### Directions:
Set down exactly, from the records below, the line with "Query: teal napkin" through the line with "as point(152, 340).", and nothing else.

### Supplied records:
★ ★ ★ ★ ★ ★ ★

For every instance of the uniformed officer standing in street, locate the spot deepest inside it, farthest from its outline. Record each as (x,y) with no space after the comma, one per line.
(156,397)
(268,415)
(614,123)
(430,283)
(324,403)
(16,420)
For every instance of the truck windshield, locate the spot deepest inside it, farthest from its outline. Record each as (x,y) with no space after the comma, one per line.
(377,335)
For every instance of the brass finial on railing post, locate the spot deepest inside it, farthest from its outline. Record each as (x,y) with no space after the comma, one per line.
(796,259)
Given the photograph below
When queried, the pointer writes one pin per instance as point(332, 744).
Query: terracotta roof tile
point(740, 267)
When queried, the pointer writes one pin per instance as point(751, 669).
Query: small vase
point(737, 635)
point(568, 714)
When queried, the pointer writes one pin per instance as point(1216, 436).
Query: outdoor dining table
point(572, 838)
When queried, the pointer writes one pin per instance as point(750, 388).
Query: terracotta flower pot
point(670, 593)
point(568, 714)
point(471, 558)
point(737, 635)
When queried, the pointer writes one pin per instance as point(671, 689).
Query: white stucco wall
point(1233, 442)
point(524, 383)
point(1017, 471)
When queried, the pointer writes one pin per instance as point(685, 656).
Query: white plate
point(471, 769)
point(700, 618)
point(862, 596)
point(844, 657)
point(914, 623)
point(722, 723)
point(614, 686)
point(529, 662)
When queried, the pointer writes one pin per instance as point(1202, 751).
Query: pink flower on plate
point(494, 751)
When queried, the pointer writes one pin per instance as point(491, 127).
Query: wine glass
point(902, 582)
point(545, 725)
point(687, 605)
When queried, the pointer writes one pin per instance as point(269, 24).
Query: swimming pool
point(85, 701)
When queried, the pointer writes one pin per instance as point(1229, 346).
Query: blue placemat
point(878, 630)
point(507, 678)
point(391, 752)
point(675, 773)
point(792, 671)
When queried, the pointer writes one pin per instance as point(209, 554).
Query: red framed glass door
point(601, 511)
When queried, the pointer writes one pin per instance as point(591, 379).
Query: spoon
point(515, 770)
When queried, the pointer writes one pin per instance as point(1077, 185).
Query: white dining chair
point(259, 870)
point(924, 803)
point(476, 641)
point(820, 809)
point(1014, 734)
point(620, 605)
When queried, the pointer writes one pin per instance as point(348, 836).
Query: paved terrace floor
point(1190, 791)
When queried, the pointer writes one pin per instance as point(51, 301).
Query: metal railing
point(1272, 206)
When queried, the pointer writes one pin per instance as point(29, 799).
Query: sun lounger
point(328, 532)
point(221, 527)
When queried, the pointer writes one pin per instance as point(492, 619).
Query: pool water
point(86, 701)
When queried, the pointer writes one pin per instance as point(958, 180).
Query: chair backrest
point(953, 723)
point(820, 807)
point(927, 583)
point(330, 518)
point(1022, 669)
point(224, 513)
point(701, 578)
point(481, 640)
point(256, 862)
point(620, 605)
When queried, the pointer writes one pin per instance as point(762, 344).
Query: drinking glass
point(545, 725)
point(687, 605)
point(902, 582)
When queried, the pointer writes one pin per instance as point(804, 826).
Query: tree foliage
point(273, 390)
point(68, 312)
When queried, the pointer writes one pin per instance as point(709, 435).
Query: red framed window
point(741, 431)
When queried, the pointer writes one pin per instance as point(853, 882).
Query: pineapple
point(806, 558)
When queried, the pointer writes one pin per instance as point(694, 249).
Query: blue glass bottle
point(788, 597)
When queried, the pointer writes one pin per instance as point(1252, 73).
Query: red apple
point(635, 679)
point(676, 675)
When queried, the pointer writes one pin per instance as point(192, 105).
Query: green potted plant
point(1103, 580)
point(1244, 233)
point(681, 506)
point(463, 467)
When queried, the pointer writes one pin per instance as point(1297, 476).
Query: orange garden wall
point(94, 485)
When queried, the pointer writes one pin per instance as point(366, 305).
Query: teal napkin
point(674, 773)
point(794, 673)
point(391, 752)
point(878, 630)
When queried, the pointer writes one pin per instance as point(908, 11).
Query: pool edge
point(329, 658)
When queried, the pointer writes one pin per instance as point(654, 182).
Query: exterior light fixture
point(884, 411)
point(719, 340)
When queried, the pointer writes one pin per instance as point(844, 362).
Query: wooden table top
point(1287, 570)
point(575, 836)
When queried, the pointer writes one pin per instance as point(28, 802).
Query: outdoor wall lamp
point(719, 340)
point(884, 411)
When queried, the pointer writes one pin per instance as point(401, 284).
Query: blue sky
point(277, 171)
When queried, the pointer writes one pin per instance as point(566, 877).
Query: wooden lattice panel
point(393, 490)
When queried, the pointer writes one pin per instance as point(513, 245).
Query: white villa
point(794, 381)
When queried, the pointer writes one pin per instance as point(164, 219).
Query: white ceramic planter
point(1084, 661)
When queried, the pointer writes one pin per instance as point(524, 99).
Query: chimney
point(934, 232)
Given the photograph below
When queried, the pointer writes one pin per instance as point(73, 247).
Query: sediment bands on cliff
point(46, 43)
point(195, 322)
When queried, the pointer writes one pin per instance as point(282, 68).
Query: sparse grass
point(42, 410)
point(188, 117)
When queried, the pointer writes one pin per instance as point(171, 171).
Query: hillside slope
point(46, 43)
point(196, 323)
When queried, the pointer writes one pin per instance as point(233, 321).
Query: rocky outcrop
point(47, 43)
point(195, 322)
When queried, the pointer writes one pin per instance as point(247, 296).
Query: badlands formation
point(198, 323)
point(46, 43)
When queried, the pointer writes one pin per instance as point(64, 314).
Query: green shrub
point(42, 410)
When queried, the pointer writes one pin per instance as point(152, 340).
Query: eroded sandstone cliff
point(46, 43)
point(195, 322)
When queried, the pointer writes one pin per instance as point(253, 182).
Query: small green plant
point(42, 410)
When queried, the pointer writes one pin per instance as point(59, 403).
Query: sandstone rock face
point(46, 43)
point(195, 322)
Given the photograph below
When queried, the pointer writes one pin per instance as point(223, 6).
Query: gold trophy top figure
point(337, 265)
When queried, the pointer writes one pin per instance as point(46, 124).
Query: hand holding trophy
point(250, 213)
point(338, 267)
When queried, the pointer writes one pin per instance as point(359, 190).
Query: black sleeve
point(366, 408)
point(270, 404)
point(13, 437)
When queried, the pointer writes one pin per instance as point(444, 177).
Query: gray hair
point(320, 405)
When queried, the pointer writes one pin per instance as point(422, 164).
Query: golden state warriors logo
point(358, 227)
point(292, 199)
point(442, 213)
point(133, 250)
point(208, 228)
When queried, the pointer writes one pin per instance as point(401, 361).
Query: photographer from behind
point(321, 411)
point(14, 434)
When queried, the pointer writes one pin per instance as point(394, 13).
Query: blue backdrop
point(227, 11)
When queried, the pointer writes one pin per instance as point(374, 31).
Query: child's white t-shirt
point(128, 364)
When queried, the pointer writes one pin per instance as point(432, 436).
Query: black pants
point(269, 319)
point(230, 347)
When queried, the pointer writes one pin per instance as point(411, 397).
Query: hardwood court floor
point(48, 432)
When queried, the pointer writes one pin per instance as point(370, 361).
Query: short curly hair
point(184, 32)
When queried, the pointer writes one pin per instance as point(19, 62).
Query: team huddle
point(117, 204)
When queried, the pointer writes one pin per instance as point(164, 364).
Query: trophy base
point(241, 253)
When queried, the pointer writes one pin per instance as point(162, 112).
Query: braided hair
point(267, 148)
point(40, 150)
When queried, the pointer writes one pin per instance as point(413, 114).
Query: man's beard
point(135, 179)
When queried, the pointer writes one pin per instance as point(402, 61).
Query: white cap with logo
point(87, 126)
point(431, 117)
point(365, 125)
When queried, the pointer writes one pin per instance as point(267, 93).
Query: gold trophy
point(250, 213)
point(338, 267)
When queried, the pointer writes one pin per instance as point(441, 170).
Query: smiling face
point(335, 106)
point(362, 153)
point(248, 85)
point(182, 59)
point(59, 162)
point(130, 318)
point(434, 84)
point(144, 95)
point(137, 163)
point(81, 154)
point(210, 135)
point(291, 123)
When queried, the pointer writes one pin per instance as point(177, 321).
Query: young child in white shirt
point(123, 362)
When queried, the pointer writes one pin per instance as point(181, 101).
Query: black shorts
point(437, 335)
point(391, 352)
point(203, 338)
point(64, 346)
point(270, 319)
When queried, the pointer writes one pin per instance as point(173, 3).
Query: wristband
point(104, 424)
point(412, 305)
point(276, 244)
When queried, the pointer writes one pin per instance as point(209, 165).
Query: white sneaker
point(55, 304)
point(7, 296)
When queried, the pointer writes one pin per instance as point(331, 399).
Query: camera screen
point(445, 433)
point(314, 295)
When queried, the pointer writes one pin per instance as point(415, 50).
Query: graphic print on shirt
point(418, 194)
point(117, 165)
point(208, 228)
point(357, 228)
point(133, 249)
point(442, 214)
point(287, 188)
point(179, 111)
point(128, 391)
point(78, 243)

★ ★ ★ ★ ★ ★ ★

### Task response:
Query: teal napkin
point(674, 773)
point(794, 673)
point(391, 752)
point(878, 630)
When queried, the pointer writes one pin per instance as point(908, 11).
Query: pool edge
point(329, 658)
When queried, the pointer writes one pin per instance as point(654, 182).
Query: exterior light fixture
point(884, 411)
point(719, 340)
When queried, the pointer writes one pin per instance as point(844, 362).
Query: wooden table top
point(1287, 570)
point(575, 836)
When queried, the pointer writes one pin per instance as point(28, 802).
Query: outdoor wall lamp
point(719, 340)
point(884, 411)
When queried, the pointer writes one pin per instance as point(401, 284).
Query: blue sky
point(277, 171)
When queried, the pointer writes one pin per instance as point(566, 877).
Query: wooden lattice panel
point(393, 490)
When queried, the pointer writes one pin per instance as point(513, 245).
Query: white villa
point(794, 381)
When queried, the pointer writes one pin per instance as point(164, 219).
Query: white ceramic planter
point(1084, 661)
When queried, the pointer writes one pin per instance as point(524, 99).
Query: chimney
point(934, 232)
Given the photograph below
When queried, the pointer writes one pin per instance as point(73, 247).
Query: sediment bands on cliff
point(46, 43)
point(195, 322)
When queried, the pointer writes one pin per instance as point(282, 68).
Query: sparse grass
point(42, 410)
point(188, 117)
When queried, the pointer writes one pin per instance as point(171, 171).
Query: hillside slope
point(46, 43)
point(196, 323)
When queried, the pointer writes one pin per instance as point(233, 321).
Query: rocky outcrop
point(47, 43)
point(195, 322)
When queried, the pointer writes one pin per instance as point(247, 296).
Query: badlands formation
point(198, 323)
point(46, 43)
When queried, the pointer writes one pin per instance as point(64, 314).
Query: green shrub
point(42, 410)
When queried, the pointer writes one pin per instance as point(152, 340).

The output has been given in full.